■ What you have to do: Please count the lines below that contain the word "tomato" and reply with the number alone.

[Data entries]

※

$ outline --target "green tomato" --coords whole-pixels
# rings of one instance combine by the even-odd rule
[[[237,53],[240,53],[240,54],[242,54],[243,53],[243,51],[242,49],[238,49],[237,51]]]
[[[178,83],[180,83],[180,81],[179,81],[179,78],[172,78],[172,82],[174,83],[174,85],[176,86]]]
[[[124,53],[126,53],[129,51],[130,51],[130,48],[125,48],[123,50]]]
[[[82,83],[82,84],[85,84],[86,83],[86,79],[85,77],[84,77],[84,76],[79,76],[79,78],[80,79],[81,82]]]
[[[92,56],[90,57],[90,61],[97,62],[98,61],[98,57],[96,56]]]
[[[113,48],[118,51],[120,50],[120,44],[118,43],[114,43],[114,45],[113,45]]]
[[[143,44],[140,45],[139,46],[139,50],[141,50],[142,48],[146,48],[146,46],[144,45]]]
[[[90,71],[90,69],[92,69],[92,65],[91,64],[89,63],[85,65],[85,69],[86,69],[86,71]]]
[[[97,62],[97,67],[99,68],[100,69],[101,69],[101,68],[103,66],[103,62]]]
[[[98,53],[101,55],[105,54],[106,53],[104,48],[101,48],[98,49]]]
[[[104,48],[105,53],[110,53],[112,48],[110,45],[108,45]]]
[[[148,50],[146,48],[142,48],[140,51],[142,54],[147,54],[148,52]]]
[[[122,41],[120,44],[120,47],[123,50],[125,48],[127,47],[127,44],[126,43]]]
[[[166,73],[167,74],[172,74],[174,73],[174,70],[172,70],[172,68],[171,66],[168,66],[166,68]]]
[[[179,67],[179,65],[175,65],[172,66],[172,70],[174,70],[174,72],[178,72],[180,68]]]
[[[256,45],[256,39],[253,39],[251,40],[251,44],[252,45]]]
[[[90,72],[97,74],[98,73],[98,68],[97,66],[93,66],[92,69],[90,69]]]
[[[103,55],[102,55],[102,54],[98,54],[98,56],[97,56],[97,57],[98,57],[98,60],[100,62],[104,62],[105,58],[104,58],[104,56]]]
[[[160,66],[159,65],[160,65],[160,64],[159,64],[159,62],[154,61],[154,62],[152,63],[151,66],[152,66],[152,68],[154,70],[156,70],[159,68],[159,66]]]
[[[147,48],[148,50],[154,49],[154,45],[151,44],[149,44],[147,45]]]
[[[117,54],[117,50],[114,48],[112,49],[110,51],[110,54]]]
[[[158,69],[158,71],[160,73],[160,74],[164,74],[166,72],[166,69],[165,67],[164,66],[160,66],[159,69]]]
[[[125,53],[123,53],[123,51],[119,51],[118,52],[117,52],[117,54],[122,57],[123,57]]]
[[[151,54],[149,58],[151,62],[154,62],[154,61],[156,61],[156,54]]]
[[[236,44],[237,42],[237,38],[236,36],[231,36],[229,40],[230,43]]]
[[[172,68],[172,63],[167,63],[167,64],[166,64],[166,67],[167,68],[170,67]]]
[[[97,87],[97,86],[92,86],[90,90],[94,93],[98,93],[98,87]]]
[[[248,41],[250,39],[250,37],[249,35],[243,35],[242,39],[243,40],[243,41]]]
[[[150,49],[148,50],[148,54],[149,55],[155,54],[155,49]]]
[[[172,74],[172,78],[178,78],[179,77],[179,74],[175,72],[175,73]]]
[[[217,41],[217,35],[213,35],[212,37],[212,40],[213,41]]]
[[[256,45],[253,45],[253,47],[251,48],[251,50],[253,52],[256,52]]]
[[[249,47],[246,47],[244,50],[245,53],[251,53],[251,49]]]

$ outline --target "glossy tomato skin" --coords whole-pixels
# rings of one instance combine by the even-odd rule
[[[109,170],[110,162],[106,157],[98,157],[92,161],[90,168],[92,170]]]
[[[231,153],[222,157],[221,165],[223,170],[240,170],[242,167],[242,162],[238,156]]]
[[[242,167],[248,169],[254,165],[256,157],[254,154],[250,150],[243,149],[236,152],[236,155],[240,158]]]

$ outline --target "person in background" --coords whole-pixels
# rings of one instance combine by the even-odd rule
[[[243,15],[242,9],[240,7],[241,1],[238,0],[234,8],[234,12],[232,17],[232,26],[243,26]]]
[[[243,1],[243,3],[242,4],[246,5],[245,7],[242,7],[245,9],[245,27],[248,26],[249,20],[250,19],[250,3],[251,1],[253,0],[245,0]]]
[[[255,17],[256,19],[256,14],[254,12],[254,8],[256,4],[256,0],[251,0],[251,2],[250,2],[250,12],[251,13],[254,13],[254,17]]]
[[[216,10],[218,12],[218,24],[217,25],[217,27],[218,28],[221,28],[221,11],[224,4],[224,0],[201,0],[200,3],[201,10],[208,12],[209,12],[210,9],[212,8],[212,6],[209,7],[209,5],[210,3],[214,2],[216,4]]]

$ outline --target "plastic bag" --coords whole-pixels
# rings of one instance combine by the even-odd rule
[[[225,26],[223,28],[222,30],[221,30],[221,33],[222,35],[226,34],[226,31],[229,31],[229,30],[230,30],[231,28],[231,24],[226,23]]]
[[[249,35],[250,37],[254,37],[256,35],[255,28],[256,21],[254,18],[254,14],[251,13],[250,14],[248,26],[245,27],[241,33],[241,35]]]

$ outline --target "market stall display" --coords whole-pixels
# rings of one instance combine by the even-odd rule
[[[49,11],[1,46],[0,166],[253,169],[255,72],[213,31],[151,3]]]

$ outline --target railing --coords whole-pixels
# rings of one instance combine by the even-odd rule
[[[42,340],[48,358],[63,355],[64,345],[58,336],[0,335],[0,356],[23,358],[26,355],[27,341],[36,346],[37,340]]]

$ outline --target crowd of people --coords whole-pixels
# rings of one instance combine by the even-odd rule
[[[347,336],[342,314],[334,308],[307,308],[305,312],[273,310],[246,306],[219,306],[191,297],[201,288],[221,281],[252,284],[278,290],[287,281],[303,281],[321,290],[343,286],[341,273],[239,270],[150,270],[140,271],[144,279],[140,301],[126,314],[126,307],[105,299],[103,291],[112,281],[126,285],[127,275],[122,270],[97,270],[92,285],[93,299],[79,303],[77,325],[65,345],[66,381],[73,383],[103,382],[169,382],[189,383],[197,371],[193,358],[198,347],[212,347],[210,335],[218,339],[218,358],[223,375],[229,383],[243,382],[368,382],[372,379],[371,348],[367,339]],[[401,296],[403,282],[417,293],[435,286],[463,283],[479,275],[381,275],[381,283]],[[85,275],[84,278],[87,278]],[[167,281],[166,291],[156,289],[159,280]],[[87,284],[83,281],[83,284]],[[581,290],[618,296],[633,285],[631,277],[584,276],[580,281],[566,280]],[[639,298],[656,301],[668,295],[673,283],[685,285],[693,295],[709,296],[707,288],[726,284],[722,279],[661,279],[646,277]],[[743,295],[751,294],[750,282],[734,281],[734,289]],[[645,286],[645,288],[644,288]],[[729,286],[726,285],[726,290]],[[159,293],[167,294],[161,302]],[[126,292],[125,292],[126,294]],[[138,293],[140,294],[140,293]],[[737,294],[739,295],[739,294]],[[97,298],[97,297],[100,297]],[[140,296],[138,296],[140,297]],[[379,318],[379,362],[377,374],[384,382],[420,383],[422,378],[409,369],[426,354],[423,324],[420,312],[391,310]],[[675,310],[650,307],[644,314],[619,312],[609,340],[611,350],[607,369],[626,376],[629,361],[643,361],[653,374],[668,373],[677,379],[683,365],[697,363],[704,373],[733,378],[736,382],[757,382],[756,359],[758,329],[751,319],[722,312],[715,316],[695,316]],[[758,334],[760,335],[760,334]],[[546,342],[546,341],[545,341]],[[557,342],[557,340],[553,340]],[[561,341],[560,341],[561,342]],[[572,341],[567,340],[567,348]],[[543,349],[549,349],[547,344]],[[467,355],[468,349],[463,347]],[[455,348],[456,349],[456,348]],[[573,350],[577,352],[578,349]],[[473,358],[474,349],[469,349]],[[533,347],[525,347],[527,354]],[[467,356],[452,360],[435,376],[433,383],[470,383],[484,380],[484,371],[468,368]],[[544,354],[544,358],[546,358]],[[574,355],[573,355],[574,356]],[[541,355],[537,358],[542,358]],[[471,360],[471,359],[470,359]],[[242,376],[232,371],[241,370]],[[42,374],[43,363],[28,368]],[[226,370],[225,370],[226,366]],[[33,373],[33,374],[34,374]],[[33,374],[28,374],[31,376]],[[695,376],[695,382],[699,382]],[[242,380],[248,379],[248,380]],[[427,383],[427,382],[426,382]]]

※

■ Written response: 2